Copy the listing below line for line, without changing any character.

━━━━━━━━━━━━━━━━━━━━

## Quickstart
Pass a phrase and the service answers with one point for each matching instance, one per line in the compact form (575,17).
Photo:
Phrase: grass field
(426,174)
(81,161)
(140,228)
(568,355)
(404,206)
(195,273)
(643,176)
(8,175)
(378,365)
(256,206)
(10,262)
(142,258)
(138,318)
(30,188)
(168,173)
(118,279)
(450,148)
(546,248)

━━━━━━━━━━━━━━━━━━━━

_Completed exercise_.
## Quickstart
Pass a phrase and the service answers with one point for each matching instance, one per line in the compact form (575,17).
Photo:
Phrase: grass field
(426,174)
(81,161)
(140,228)
(568,355)
(404,206)
(195,273)
(643,176)
(8,175)
(378,365)
(256,206)
(10,262)
(142,258)
(138,318)
(30,188)
(168,173)
(118,279)
(450,148)
(546,248)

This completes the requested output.